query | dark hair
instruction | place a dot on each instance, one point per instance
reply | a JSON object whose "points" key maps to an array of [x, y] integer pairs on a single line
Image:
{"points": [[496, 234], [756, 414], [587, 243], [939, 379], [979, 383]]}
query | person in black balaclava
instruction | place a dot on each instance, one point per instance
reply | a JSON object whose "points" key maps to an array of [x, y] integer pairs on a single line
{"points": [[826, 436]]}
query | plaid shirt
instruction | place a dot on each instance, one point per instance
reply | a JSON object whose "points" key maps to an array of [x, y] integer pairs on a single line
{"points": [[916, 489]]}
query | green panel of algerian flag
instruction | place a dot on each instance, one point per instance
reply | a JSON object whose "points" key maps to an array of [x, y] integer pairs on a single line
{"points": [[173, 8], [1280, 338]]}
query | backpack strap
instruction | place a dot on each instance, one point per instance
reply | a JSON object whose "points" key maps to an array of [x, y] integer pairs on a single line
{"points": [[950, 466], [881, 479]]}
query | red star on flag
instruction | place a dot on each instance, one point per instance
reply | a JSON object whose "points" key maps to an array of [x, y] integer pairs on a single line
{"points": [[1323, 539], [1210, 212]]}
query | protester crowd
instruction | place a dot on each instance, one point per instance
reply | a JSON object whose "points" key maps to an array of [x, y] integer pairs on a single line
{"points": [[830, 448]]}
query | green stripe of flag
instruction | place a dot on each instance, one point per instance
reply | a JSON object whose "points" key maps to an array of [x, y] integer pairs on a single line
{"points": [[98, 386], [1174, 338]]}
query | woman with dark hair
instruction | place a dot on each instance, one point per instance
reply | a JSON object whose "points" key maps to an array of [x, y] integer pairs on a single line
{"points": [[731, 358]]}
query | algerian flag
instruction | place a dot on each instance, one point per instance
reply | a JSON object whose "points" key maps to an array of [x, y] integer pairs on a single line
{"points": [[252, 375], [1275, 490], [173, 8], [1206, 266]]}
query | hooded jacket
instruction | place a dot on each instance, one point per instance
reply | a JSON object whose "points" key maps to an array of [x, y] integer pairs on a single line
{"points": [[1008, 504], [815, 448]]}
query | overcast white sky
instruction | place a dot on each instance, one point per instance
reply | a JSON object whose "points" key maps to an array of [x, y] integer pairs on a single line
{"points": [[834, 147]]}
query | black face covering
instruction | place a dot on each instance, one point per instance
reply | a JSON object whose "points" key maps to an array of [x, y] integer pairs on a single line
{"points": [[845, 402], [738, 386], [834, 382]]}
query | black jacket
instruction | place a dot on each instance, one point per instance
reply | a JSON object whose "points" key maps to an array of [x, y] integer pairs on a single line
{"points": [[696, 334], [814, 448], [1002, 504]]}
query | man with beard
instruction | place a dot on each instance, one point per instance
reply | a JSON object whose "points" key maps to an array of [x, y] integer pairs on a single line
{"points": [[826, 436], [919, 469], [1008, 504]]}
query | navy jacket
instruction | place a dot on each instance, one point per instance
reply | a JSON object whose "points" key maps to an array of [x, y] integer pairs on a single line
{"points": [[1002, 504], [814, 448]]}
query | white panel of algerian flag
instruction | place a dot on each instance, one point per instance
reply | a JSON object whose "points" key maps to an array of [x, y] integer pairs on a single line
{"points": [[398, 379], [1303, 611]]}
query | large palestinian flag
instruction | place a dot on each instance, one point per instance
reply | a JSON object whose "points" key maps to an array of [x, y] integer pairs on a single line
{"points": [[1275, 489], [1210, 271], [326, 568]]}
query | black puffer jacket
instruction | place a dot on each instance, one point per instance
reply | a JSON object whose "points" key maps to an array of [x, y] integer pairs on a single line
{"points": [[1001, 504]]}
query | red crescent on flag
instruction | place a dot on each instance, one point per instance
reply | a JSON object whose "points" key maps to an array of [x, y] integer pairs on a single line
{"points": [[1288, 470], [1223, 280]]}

* Consegna
Trasformi le righe di tutti i record riportati sopra in un elenco numerato, omettendo le righe vuote.

* Soluzione scritta
1. query | dark hair
2. instruction | place a dot on each instance, one point per instance
3. reply | a JSON object whose "points" key maps to an array of [x, y] integer pairs on a single line
4. Image:
5. {"points": [[496, 234], [756, 414], [587, 243], [939, 379], [979, 383]]}
6. query | person in black balaclava
7. instruction | place a dot on each instance, one point per instance
8. reply | a JSON object whose "points" key maps to an array of [x, y] integer pairs on a single line
9. {"points": [[826, 436]]}
10. query | plaid shirt
11. instruction | place a dot on each instance, one point per instance
12. reply | a JSON object whose "points" key maps to an array of [x, y] integer pairs on a single line
13. {"points": [[916, 489]]}
14. query | green panel of algerian flag
15. instruction | place a dot on each instance, one point per instance
16. reply | a JSON object whose "points" key maps to an array of [x, y] integer pairs on a single line
17. {"points": [[173, 8], [1280, 338]]}
18. query | backpack strap
19. instruction | place a dot on each instance, one point per instance
20. reply | a JSON object whose "points" key maps to an array of [x, y] integer pairs on a single line
21. {"points": [[950, 466], [881, 479]]}
22. query | red star on flag
23. instruction | place a dot on each instance, one point per instance
24. reply | a JSON object whose "points" key maps to an array of [x, y] integer pairs on a single line
25. {"points": [[1323, 539], [1210, 212]]}
26. query | protester crowd
27. instruction | place a dot on each instance, one point per instance
28. reply | a JSON object whose "points" key maps to an array of [x, y] integer pairs on a single line
29. {"points": [[830, 448]]}
30. query | green stripe of flag
31. instruction | place a dot on each instance, one point per instance
32. reply | a JSON object whose "points" key maps to an array of [x, y] integer pairs on a single line
33. {"points": [[98, 386], [1174, 338]]}
34. query | woman with dark hair
35. instruction | place a dot on each instance, one point per instance
36. reply | a JSON object whose "points" key maps to an array of [x, y] integer pairs on a single line
37. {"points": [[731, 358]]}
38. query | algerian flag
39. instruction | place a dot on each instance, one point per instance
40. reply | a JSON object whose "points" key maps to an array of [x, y] integer pairs on a single line
41. {"points": [[252, 375], [1275, 490], [173, 8], [1206, 266]]}
42. query | hooded jacket
43. instruction | place a dot on each instance, one point per instance
44. reply | a JSON object whose "points" key maps to an array of [x, y] integer pairs on a single line
45. {"points": [[1008, 504], [815, 448]]}
46. query | overcast white sky
47. instruction | place a dot on each instance, one point per instance
48. reply | a JSON object whose "points" key maps to an array of [x, y] integer pairs on a single line
49. {"points": [[834, 147]]}
50. query | black face covering
51. instruction | place a dot on each instance, one point per instance
52. reply | a JSON object whose "points" key maps to an array of [x, y] integer pairs on a single line
53. {"points": [[845, 402], [738, 386], [834, 382]]}
54. query | black jacket
55. instruction | place a dot on each instance, one point per instance
56. reply | a JSON object whose "points" key maps to an array of [x, y] integer pairs on a single line
57. {"points": [[696, 334], [814, 448], [1002, 504]]}
58. query | man with beard
59. instruction | place a dot on each instance, one point per instance
60. reply | a JSON object whose "points" key maps to an array of [x, y] integer pairs on a single line
61. {"points": [[826, 436], [919, 469], [1008, 504]]}
62. query | navy jacket
63. instruction | place a dot on each instance, one point per instance
64. reply | a JSON object whose "points" key maps to an array of [x, y] integer pairs on a single line
65. {"points": [[1002, 504], [814, 448]]}
66. query | white panel of algerian flag
67. instruction | place a dot on each instance, one point per instance
68. reply | a JSON object whose "points" key maps to an array of [x, y] integer pairs on a single line
69. {"points": [[398, 379], [1303, 611]]}
70. query | large palestinian flag
71. instruction | place a dot on each instance, one point per instance
72. reply | a JSON object whose "points" key maps to an array of [x, y] integer pairs on a single line
73. {"points": [[1275, 489], [1210, 271], [326, 568]]}
74. query | black puffer jacket
75. instruction | place a dot on each instance, one point per instance
76. reply | a JSON object whose "points" key maps to an array of [x, y] integer pairs on a single line
77. {"points": [[1001, 504]]}
78. query | red crescent on flag
79. instruction | place a dot on each instance, one point per instance
80. reply | a JSON object whose "points" key maps to an array of [x, y] integer pairs on a single line
81. {"points": [[1288, 470], [1223, 280]]}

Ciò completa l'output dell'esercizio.